PROMPT: Can you reproduce all of the following data verbatim, line for line, with nothing altered or left out?

(Excerpts of point annotation data)

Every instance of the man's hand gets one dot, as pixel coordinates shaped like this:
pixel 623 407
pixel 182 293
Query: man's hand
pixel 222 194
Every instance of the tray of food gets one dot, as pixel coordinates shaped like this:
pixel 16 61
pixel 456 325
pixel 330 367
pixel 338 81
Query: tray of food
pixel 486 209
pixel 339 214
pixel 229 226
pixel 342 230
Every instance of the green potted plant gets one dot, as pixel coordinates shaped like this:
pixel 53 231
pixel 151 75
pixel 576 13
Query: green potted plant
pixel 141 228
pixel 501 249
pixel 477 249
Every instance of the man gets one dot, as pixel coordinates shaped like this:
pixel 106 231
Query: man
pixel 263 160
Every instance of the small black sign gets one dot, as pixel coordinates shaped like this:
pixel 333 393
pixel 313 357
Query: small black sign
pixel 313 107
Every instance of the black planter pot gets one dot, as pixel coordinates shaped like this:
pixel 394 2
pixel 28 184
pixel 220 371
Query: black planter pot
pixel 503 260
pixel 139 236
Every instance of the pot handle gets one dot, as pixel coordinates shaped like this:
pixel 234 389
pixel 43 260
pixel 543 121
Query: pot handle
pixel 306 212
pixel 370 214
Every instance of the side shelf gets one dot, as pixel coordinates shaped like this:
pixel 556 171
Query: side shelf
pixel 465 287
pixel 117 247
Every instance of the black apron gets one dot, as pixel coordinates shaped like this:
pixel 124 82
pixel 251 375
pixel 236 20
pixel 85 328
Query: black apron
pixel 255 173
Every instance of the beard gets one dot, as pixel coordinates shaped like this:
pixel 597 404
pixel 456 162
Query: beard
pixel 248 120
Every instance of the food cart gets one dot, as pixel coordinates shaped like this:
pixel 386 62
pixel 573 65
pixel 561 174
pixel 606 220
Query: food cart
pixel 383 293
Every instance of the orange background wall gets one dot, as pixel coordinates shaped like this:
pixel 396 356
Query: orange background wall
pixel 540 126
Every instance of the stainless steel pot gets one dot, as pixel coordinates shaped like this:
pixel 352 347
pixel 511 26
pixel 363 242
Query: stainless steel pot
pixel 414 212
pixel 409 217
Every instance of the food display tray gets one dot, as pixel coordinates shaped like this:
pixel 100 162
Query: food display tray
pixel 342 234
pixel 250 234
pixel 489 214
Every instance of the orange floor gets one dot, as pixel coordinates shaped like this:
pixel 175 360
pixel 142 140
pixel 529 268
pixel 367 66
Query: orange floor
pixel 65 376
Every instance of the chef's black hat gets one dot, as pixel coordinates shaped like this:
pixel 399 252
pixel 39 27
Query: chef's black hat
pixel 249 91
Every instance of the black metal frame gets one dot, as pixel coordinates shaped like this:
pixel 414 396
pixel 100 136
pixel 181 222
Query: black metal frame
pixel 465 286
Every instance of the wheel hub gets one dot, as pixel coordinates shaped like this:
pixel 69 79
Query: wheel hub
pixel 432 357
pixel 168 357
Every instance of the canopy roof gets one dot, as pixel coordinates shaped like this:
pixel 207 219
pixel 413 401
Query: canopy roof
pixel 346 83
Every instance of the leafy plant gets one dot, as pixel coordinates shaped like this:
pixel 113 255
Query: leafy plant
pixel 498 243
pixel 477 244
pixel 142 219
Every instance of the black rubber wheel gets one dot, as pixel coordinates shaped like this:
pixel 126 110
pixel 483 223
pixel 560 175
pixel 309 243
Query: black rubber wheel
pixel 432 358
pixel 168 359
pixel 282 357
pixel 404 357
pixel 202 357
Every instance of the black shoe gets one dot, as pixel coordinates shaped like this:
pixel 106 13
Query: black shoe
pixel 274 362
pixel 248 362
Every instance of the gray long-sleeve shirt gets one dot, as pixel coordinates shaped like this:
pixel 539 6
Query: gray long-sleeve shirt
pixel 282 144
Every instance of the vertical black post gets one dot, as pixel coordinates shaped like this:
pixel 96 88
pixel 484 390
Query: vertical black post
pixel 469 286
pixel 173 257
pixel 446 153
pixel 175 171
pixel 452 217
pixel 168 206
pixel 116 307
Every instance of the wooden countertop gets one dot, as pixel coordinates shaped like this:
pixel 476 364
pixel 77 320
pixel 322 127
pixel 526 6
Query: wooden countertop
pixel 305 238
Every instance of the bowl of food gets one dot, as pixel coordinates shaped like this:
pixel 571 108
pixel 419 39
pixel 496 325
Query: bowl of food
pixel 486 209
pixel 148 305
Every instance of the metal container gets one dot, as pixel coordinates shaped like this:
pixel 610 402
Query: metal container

WRITTEN REPLY:
Every instance of the man's hand gets one dot, as pixel coordinates shaped like this:
pixel 623 407
pixel 182 293
Query: man's hand
pixel 222 194
Every instance of the tray of food gets one dot, as pixel coordinates shaped like this:
pixel 16 61
pixel 456 325
pixel 330 367
pixel 338 81
Query: tray of food
pixel 486 209
pixel 339 214
pixel 229 226
pixel 342 230
Every instance of the green potted plant gets one dot, as pixel coordinates shaped like this:
pixel 53 231
pixel 151 75
pixel 576 13
Query: green potted plant
pixel 141 228
pixel 501 249
pixel 477 249
Every instance of the man gets one dot, as pixel coordinates shaped like this:
pixel 106 231
Query: man
pixel 263 160
Every instance of the small black sign gets one dot, as pixel coordinates shaped like this:
pixel 333 393
pixel 313 357
Query: small black sign
pixel 313 107
Every instance of the black planter pot gets one dot, as pixel coordinates shaped like this:
pixel 394 2
pixel 28 184
pixel 220 371
Query: black planter pot
pixel 503 260
pixel 139 236
Every instance of the pot handle gets one dot, as pixel coordinates shaped like this:
pixel 234 389
pixel 43 260
pixel 543 121
Query: pot handle
pixel 306 212
pixel 370 214
Every instance of the side shelf gets one dot, as pixel coordinates shaped like this:
pixel 556 171
Query: side shelf
pixel 465 287
pixel 117 247
Every instance of the black apron gets one dot, as pixel coordinates shaped like this:
pixel 124 82
pixel 251 375
pixel 236 20
pixel 85 328
Query: black apron
pixel 255 173
Every instance of the beard gets one dot, as pixel coordinates shaped like this:
pixel 597 404
pixel 456 162
Query: beard
pixel 248 120
Every instance of the food cart gets one dot, as pixel coordinates shaped like this:
pixel 386 62
pixel 573 65
pixel 561 174
pixel 606 220
Query: food cart
pixel 383 293
Every instance of the orange background wall gets one dot, as pixel coordinates shaped like this:
pixel 396 356
Query: orange background wall
pixel 540 126
Every instance of the stainless steel pot gets one dot, as pixel coordinates shaped like this:
pixel 352 347
pixel 511 26
pixel 363 242
Query: stainless steel pot
pixel 414 212
pixel 409 217
Every instance of the food display tray gets one dot, as pixel coordinates shaped like this:
pixel 100 162
Query: food display tray
pixel 342 234
pixel 250 234
pixel 489 214
Every instance of the orange floor gets one dot, as pixel coordinates shaped like this:
pixel 175 360
pixel 142 140
pixel 529 268
pixel 367 66
Query: orange floor
pixel 65 376
Every instance of the chef's black hat gets one dot, as pixel coordinates shaped like this:
pixel 399 252
pixel 39 27
Query: chef's black hat
pixel 249 91
Every instance of the black metal frame gets one dot, as pixel coordinates shaped like this:
pixel 414 396
pixel 100 136
pixel 181 222
Query: black metal frame
pixel 465 286
Every instance of the wheel hub gets one dot, as pixel coordinates shaped like this:
pixel 69 79
Query: wheel hub
pixel 432 357
pixel 168 357
Every instance of the canopy roof gets one dot, as pixel coordinates shaped like this:
pixel 207 219
pixel 413 401
Query: canopy roof
pixel 346 83
Every instance of the leafy plant gets one dot, as pixel coordinates shaped like this:
pixel 113 255
Query: leafy plant
pixel 498 243
pixel 477 244
pixel 142 219
Every instance of the black rubber wheel gets one dot, as pixel coordinates shaped like this:
pixel 126 110
pixel 483 223
pixel 560 175
pixel 309 243
Query: black rubber wheel
pixel 432 358
pixel 168 359
pixel 282 357
pixel 404 357
pixel 202 357
Every instance of the black shoe gets one dot, as pixel coordinates shaped like this:
pixel 106 13
Query: black shoe
pixel 274 362
pixel 248 362
Every instance of the gray long-sleeve shirt gets one dot, as pixel coordinates shaped like this:
pixel 539 6
Query: gray long-sleeve shirt
pixel 282 144
Every instance of the vertical black post gets one dot, as pixel coordinates shaped like this:
pixel 96 88
pixel 484 390
Query: vertical black post
pixel 469 286
pixel 173 257
pixel 446 153
pixel 175 171
pixel 452 217
pixel 168 206
pixel 116 307
Every instance of the wooden countertop gets one dot, as pixel coordinates shaped like this:
pixel 476 364
pixel 77 320
pixel 322 127
pixel 526 6
Query: wooden countertop
pixel 305 238
Every instance of the bowl of food gets one dot, as pixel coordinates shaped like this:
pixel 571 108
pixel 419 39
pixel 496 325
Query: bowl of food
pixel 486 209
pixel 148 305
Every instance of the metal container gets one dot, as pixel coordinates shaped like this:
pixel 610 402
Query: metal container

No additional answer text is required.